# Required work
Copy out the data below. Keep every word as it is.

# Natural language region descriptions
==========
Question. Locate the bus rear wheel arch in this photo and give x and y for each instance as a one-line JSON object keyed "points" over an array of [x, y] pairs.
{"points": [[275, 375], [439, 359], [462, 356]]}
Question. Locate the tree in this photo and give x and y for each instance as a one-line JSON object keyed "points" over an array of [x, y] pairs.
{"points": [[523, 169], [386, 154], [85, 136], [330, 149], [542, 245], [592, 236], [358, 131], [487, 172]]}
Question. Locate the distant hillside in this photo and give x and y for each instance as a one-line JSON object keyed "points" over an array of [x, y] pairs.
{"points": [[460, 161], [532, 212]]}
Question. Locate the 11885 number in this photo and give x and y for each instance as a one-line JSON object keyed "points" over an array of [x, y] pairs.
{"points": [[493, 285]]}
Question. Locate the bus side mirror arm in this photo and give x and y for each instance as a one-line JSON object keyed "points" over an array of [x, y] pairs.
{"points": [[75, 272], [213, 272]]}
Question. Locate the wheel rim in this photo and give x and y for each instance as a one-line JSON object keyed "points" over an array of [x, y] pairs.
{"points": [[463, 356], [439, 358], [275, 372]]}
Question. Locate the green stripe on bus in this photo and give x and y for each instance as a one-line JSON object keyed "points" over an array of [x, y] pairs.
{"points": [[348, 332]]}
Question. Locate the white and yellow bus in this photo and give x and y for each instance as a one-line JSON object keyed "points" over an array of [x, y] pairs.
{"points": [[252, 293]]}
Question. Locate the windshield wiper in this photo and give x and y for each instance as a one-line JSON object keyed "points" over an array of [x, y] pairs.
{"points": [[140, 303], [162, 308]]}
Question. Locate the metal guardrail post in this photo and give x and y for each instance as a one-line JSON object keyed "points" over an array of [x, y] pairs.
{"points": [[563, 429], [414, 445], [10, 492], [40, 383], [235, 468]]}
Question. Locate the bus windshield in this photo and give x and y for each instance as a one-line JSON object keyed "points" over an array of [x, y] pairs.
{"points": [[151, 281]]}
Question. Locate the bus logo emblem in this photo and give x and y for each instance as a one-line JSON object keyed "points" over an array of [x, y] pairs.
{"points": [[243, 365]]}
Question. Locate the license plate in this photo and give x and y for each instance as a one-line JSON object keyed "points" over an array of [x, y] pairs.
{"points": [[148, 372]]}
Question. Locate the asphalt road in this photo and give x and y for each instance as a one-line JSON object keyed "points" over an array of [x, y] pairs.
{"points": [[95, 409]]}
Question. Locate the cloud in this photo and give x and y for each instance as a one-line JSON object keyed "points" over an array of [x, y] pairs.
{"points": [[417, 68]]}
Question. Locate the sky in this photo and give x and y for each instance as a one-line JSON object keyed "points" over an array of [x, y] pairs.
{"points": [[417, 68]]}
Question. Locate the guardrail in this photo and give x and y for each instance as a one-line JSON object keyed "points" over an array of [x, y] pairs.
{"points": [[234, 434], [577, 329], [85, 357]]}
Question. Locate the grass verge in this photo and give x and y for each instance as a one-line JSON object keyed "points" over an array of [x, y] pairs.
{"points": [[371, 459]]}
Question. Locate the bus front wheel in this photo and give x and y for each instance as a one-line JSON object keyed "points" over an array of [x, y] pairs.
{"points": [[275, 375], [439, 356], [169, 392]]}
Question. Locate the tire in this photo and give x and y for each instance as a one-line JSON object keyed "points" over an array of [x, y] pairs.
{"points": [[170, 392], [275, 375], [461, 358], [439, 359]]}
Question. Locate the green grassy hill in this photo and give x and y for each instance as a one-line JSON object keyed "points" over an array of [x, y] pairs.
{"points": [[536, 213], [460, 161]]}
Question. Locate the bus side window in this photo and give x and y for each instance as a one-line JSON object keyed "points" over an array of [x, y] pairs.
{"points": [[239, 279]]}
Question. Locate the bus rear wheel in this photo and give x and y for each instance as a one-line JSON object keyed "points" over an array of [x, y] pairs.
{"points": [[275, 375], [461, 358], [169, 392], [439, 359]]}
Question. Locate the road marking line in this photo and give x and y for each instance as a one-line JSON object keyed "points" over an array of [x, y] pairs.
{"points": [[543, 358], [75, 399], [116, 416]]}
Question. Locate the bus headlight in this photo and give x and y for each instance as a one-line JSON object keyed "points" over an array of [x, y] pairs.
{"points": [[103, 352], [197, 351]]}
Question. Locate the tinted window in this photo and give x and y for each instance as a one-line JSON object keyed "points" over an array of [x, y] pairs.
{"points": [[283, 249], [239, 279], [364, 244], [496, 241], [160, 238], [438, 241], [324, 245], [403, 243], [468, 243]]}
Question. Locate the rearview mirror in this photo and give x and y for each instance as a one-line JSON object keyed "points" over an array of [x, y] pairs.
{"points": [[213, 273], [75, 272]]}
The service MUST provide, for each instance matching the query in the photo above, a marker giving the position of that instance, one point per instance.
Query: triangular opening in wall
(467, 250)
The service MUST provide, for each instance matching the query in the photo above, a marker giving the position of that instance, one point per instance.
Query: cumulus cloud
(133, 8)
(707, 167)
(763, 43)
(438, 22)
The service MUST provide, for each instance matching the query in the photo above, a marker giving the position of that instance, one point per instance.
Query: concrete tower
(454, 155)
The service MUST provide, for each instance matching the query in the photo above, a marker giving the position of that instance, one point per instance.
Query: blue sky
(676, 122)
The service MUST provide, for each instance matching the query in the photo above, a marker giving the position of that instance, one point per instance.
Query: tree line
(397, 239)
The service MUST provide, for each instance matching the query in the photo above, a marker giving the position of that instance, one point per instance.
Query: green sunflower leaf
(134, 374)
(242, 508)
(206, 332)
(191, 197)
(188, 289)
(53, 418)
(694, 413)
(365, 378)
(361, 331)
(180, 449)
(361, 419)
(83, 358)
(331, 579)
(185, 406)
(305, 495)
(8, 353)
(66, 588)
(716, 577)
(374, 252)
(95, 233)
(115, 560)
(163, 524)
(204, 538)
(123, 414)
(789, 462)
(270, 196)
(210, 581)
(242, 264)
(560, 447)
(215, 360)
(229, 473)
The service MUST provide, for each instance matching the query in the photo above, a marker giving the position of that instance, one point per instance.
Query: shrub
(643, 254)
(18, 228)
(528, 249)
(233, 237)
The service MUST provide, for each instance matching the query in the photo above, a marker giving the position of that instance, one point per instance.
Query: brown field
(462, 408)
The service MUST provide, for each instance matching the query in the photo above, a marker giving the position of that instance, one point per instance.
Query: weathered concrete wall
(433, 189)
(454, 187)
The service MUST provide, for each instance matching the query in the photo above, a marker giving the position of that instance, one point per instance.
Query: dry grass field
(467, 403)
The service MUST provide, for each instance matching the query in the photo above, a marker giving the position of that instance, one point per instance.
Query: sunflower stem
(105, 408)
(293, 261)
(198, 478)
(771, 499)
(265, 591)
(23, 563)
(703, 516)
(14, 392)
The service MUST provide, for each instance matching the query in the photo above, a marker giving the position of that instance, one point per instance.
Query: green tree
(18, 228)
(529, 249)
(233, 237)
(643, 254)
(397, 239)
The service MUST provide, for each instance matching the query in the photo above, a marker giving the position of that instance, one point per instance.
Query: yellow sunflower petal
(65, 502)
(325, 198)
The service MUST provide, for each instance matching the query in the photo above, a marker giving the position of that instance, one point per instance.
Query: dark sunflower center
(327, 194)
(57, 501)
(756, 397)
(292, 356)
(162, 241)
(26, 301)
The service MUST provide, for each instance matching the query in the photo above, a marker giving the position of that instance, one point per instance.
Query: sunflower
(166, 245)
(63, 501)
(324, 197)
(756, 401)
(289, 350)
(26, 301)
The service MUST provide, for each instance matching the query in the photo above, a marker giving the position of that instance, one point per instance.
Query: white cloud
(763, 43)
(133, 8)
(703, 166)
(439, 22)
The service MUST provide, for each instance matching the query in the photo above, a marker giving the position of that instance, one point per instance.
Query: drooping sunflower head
==========
# Result of this task
Question. Locate the bus rear wheel arch in this photo and give x and y for each instance as a one-line JSON object keyed "points" over an array of [x, y] pairs.
{"points": [[275, 375], [439, 359], [462, 356]]}
Question. Locate the tree in this photo and give x and y for each instance as a one-line JSON object keyed "points" over an array of [x, y] pairs.
{"points": [[523, 169], [386, 154], [85, 136], [330, 149], [542, 245], [592, 236], [358, 131], [487, 172]]}
Question. Locate the distant hillside in this photo and give x and y for each instance as a one-line JSON object keyed "points" over an array of [x, y] pairs.
{"points": [[460, 161], [532, 212]]}
Question. Locate the 11885 number in this photo and give x and y for each instance as a one-line JSON object keyed "points" over an array of [x, y] pairs.
{"points": [[493, 285]]}
Question. Locate the bus side mirror arm in this photo and give x and y for each instance as a one-line JSON object keyed "points" over an array of [x, y] pairs.
{"points": [[75, 272], [213, 272]]}
Question. Locate the wheel rim in this photo and give x and y for each instance as a one-line JSON object keyed "points" over an array of [x, y] pairs.
{"points": [[463, 356], [439, 358], [275, 372]]}
Question. Locate the green stripe on bus in this photo and give x and y for each instance as a one-line JSON object keyed "points" over an array of [x, y] pairs.
{"points": [[348, 332]]}
Question. Locate the white and yellow bus in this photo and give x and y for each instance as a one-line JSON object keyed "points" over an array of [x, y] pairs.
{"points": [[252, 293]]}
Question. Locate the windshield wiper in this photo and give x and y for each instance as a one-line JSON object keyed "points" over an array of [x, y] pairs.
{"points": [[140, 303], [162, 308]]}
Question. Locate the metal guardrail post in this photo and give x and y for each instance as a one-line JSON object keyed "points" over an array of [x, y] pairs.
{"points": [[563, 429], [414, 445], [10, 492], [40, 383], [235, 468]]}
Question. Locate the bus windshield in this photo and give x and y for each instance as a one-line JSON object keyed "points" over an array of [x, y] pairs.
{"points": [[151, 281]]}
Question. Locate the bus logo emblem in this photo and give x and y for each instance as a one-line JSON object keyed "points" over an array of [x, y] pairs.
{"points": [[243, 365]]}
Question. Locate the license plate in this photo and give x and y for each instance as a one-line JSON object keyed "points" over an array of [x, y] pairs.
{"points": [[148, 372]]}
Question. Locate the asphalt road in this photo and give x and y for each instance as a one-line JSON object keyed "points" over an array of [x, y] pairs.
{"points": [[95, 409]]}
Question. Locate the cloud in this photo and give x and y for each instance as a one-line JSON object keyed "points" over an array of [x, y] pairs.
{"points": [[417, 68]]}
Question. Locate the sky in this photo and give x and y for each instance as a one-line JSON object keyed "points" over an array of [x, y] pairs.
{"points": [[417, 68]]}
Question. Locate the guardrail in this photo and give x and y for each instance as a one-line JSON object keyed "points" over an array of [x, y] pairs.
{"points": [[234, 434], [577, 329], [85, 357]]}
Question. Locate the grass verge in this photo and give x and y for each instance as a one-line JSON object keyed "points" over an array of [x, y] pairs.
{"points": [[371, 459]]}
Question. Locate the bus front wheel in this photo and give x and y for each instance as a one-line JSON object keyed "points" over an array of [x, y] pairs.
{"points": [[275, 375], [439, 356], [169, 392]]}
Question. Locate the tire in this photo and give x and y for each instance as a one-line JSON object keyed "points" over an array of [x, y] pairs.
{"points": [[170, 392], [275, 375], [461, 358], [439, 359]]}
Question. Locate the green grassy hill in this photo and give x and y for each instance as a one-line JSON object keyed "points" over an array of [x, y] pairs.
{"points": [[536, 213], [460, 161]]}
Question. Locate the bus side window in this photo and give x and y for each instance as a one-line JSON object keyed "points" over an array of [x, y] pairs.
{"points": [[239, 279]]}
Question. Locate the bus rear wheel in this photo and give x and y for each instance as a one-line JSON object keyed "points" over an array of [x, y] pairs.
{"points": [[275, 375], [461, 358], [169, 392], [439, 359]]}
Question. Locate the road marking line in this photo and give x and y for each instance as a one-line JSON object keyed "points" over an array of [x, y] pairs.
{"points": [[543, 358], [75, 399], [116, 416]]}
Question. Locate the bus headlight in this photo and give x and y for each instance as a one-line JSON object keyed "points" over an array of [x, y] pairs.
{"points": [[103, 352], [197, 351]]}
Question. Locate the tinted window in this photo and give x and y for each instance as a one-line JSON object keyed "points" over an array of [x, y] pairs.
{"points": [[283, 249], [239, 279], [364, 244], [496, 241], [160, 238], [438, 241], [324, 245], [403, 243], [468, 243]]}
Question. Locate the rearview mirror in this photo and give x and y for each instance as a one-line JSON object keyed "points" over an array of [x, y] pairs.
{"points": [[213, 273], [75, 272]]}
The service MUST provide, for each instance matching the query in the photo above, a marker giving the position of that instance, one point per instance.
Query: triangular opening in wall
(467, 250)
The service MUST provide, for each instance matching the query in the photo above, a marker giving the position of that instance, one point per instance.
Query: cumulus cloud
(133, 8)
(707, 167)
(763, 43)
(438, 22)
The service MUST provide, for each instance matching the query in the photo above, a marker giving the position of that instance, one point per instance.
Query: concrete tower
(454, 155)
The service MUST provide, for each instance matching the query in the photo above, a marker giving the position of that instance, one point per instance.
Query: blue sky
(676, 122)
The service MUST provide, for each instance matching the query in the photo above, a marker giving the position of that instance, one point per instance.
Query: tree line
(397, 239)
The service MUST provide, for each instance matching the query in the photo above, a marker giving the position of that instance, one point per instance.
Query: green sunflower leaf
(134, 374)
(242, 508)
(206, 332)
(191, 197)
(188, 289)
(53, 418)
(694, 413)
(365, 378)
(361, 331)
(180, 449)
(361, 419)
(83, 358)
(331, 579)
(185, 406)
(305, 495)
(8, 353)
(66, 588)
(716, 577)
(374, 252)
(95, 233)
(115, 560)
(163, 524)
(204, 538)
(123, 414)
(789, 462)
(270, 196)
(210, 581)
(242, 264)
(560, 447)
(215, 360)
(229, 473)
The service MUST provide, for each instance matching the query in the photo above, a marker giving the position of that instance, one point per instance.
Query: shrub
(643, 254)
(18, 228)
(528, 249)
(233, 237)
The service MUST provide, for each instance matching the query in the photo above, a marker giving the position of that instance, one point per instance.
Query: brown field
(462, 408)
The service MUST provide, for each instance matching the query in the photo above, a marker giving the position of that instance, one point per instance.
Query: weathered concrete wall
(433, 189)
(454, 187)
The service MUST provide, for each instance matching the query in the photo above, a marker giving the position of that instance, one point per instance.
Query: dry grass field
(467, 403)
The service MUST provide, for each instance matching the query in the photo above, a marker giving the position of that instance, one point per instance.
Query: sunflower stem
(105, 408)
(293, 261)
(198, 478)
(771, 499)
(265, 591)
(23, 563)
(703, 516)
(14, 392)
The service MUST provide, for each instance matching the query in the photo above, a marker giving the position of that instance, one point per instance.
Query: green tree
(18, 228)
(529, 249)
(233, 237)
(643, 254)
(397, 239)
The service MUST provide, for each instance matching the query in the photo above, a marker giving the position of that instance, one point per instance.
Query: yellow sunflower petal
(65, 502)
(325, 198)
The service MUST provide, for each instance matching the query in the photo above, a marker giving the position of that instance, one point per instance.
Query: dark sunflower center
(327, 194)
(57, 501)
(756, 397)
(292, 356)
(162, 241)
(26, 301)
The service MUST provide, for each instance matching the query in the photo above, a marker giving the position of that instance, one point per instance.
Query: sunflower
(166, 245)
(63, 501)
(324, 197)
(756, 401)
(289, 350)
(26, 301)
The service MUST provide, for each instance matching the query in the photo above, a marker giving the position of that instance, one point per instance.
Query: white cloud
(763, 43)
(133, 8)
(703, 166)
(439, 22)
The service MUST provide, for each instance matching the query in the photo above, a marker giving the position of that instance, one point per instance.
Query: drooping sunflower head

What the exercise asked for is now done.